• _Dataset extract_
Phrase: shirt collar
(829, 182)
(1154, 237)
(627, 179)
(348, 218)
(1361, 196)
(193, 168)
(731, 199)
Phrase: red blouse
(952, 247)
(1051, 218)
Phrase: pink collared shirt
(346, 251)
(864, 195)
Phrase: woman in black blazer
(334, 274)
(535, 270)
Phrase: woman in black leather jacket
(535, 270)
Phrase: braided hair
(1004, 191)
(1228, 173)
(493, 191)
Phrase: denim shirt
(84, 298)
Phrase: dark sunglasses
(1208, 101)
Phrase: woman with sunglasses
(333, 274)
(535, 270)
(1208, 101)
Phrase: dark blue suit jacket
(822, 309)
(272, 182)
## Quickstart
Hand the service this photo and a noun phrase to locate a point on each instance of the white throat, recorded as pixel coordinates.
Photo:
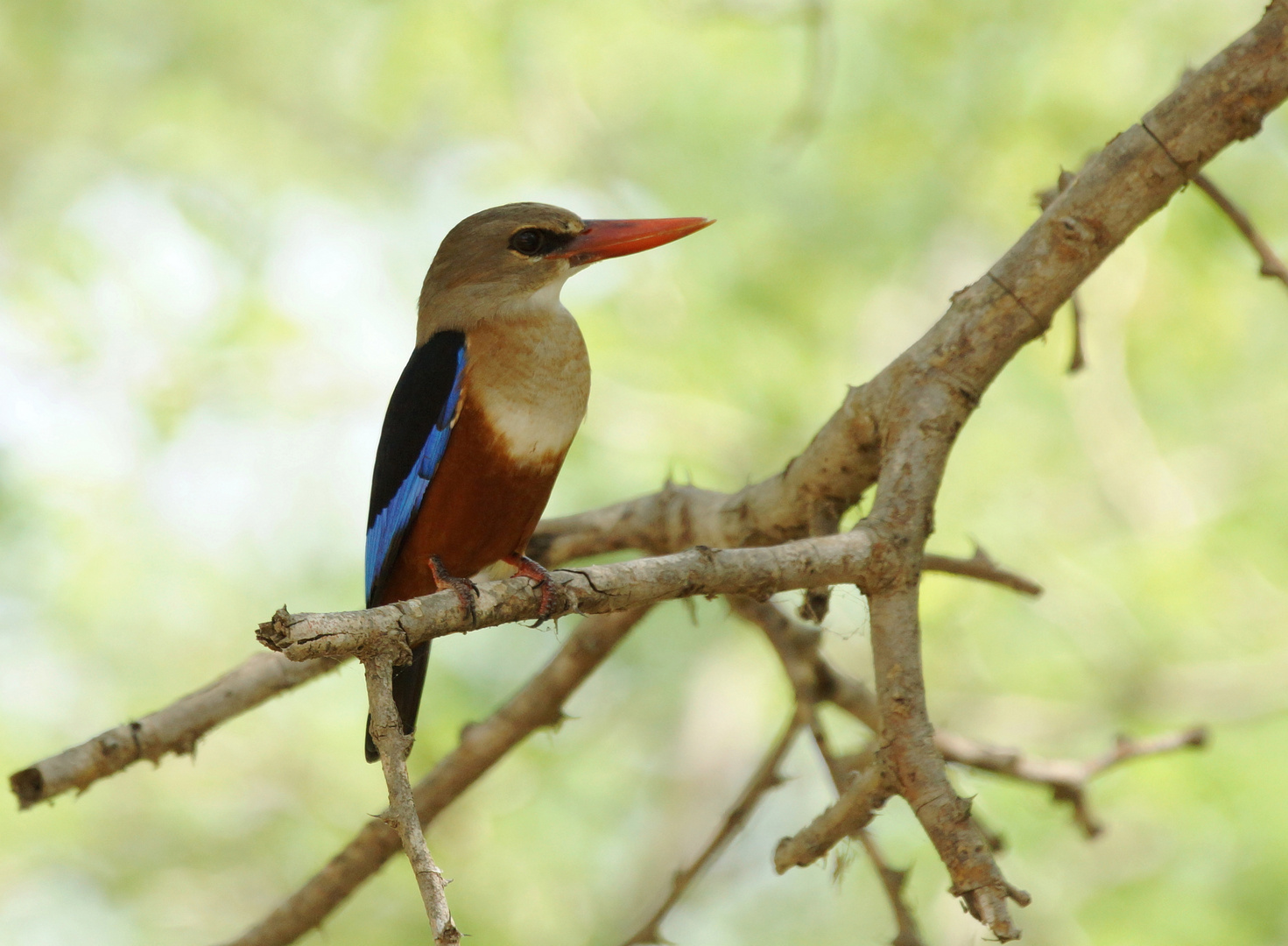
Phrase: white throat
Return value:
(530, 374)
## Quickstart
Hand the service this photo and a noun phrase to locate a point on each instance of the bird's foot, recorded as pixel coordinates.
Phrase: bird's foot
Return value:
(467, 592)
(528, 568)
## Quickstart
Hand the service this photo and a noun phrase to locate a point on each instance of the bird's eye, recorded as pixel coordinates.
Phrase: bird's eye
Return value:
(530, 241)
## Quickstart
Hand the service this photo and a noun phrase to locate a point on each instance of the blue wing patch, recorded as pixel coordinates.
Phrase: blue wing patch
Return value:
(416, 429)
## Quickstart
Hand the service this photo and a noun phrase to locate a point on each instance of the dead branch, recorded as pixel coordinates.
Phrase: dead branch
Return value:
(1270, 263)
(178, 727)
(866, 793)
(937, 385)
(172, 730)
(891, 879)
(594, 589)
(764, 779)
(394, 746)
(1066, 779)
(538, 704)
(981, 566)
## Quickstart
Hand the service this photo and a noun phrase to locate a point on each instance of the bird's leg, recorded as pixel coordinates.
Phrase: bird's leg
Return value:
(528, 568)
(465, 589)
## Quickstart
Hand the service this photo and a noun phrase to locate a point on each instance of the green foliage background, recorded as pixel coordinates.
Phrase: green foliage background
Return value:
(214, 218)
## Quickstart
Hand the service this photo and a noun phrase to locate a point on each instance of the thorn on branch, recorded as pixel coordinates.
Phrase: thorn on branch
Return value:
(981, 566)
(1066, 780)
(1271, 265)
(764, 780)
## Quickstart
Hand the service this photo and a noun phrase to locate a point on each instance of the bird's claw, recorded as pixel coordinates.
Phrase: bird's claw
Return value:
(467, 592)
(528, 568)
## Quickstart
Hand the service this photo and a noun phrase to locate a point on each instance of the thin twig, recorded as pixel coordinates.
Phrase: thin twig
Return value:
(806, 117)
(172, 730)
(538, 704)
(764, 779)
(1077, 361)
(855, 807)
(1066, 779)
(891, 879)
(1270, 263)
(1077, 357)
(394, 745)
(981, 566)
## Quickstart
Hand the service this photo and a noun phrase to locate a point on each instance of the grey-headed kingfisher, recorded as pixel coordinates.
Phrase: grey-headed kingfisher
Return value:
(486, 409)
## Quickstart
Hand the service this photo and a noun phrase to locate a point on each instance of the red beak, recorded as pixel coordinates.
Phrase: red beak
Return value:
(607, 238)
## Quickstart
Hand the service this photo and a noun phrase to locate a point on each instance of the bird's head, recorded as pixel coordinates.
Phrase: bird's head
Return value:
(513, 259)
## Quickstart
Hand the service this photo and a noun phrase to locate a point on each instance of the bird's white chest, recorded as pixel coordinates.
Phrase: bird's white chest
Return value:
(531, 379)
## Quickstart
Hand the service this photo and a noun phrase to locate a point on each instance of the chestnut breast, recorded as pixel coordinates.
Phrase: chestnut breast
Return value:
(523, 396)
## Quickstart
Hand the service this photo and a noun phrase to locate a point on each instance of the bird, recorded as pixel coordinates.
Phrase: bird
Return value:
(486, 409)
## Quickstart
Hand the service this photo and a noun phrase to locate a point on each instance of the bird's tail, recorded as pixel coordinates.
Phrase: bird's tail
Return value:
(409, 685)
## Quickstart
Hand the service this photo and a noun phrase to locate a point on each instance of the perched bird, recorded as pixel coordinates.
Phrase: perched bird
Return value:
(486, 409)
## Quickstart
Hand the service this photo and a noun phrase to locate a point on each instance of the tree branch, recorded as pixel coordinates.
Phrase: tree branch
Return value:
(1066, 779)
(764, 779)
(982, 568)
(1270, 263)
(172, 730)
(594, 589)
(394, 746)
(538, 704)
(891, 879)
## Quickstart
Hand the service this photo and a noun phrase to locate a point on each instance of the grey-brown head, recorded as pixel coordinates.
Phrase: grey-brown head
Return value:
(514, 259)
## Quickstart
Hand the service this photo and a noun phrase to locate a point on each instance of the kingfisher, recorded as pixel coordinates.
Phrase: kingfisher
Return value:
(486, 409)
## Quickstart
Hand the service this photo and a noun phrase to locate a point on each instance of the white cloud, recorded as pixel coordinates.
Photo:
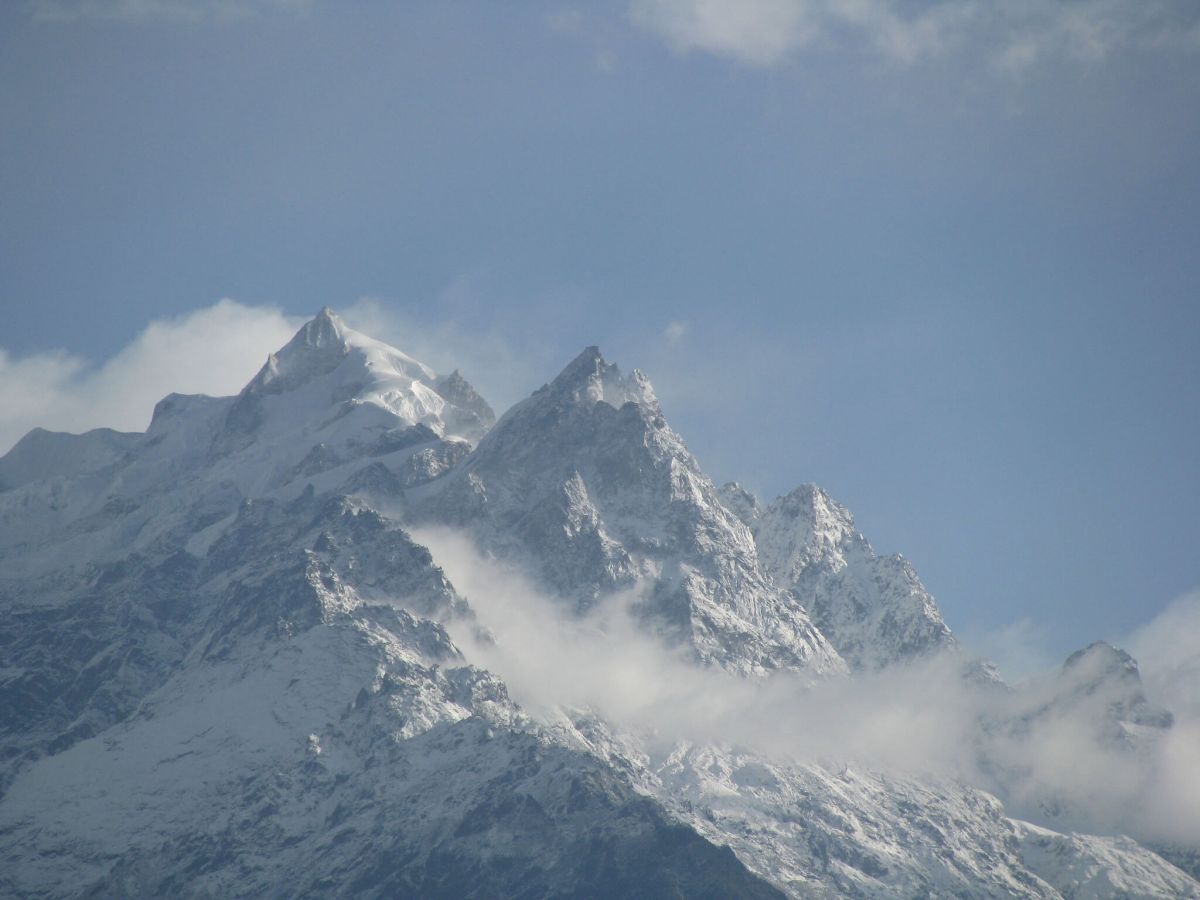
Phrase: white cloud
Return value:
(1043, 747)
(1012, 35)
(1168, 653)
(211, 351)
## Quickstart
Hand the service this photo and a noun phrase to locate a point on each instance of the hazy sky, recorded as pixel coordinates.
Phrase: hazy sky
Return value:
(942, 258)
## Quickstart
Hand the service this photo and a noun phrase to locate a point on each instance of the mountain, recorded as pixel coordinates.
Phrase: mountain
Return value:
(228, 665)
(587, 485)
(874, 610)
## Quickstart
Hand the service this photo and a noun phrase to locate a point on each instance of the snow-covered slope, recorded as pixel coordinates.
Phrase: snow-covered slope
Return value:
(227, 666)
(586, 484)
(873, 609)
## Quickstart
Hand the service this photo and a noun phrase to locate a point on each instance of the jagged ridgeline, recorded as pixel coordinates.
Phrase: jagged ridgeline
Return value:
(228, 667)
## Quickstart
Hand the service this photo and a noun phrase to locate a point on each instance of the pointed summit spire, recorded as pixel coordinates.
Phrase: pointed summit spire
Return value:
(316, 349)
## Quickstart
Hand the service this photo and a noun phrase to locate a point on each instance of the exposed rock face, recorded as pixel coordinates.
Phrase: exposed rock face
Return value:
(227, 667)
(586, 484)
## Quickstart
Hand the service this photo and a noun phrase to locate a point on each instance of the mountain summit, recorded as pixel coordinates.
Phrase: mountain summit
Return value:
(229, 665)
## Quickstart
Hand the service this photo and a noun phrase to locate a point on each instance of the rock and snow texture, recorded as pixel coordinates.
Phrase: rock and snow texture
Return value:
(873, 609)
(587, 484)
(226, 665)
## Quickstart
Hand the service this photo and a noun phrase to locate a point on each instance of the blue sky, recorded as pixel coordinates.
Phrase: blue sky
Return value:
(937, 257)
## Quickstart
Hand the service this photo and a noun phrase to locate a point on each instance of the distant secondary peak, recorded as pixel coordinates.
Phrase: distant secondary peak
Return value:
(813, 504)
(1101, 659)
(591, 379)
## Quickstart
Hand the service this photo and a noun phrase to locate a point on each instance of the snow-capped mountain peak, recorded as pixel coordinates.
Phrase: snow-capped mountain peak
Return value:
(591, 379)
(873, 609)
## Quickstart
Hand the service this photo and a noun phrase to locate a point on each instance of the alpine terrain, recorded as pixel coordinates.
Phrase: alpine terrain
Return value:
(259, 651)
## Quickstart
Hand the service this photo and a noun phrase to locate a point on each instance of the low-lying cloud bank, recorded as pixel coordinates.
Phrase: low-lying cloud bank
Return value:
(215, 351)
(1012, 36)
(1047, 749)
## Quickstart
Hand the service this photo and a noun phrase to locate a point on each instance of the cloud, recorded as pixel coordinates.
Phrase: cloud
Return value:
(456, 330)
(1047, 748)
(1168, 653)
(66, 11)
(1012, 36)
(675, 331)
(211, 351)
(1019, 649)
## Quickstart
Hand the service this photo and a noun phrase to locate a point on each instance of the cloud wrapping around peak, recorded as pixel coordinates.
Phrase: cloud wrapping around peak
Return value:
(214, 351)
(1012, 36)
(1045, 748)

• _Exercise_
Copy out every line above that contains the word "wrapping". Count only matches with the same uppercase and lowercase letters.

• _Solution_
Hand the service this photo and a noun phrase to locate a point on each instance of the cloud wrapping around peak, recorded as pixel coordinates.
Phrase: cloud wrapping around peak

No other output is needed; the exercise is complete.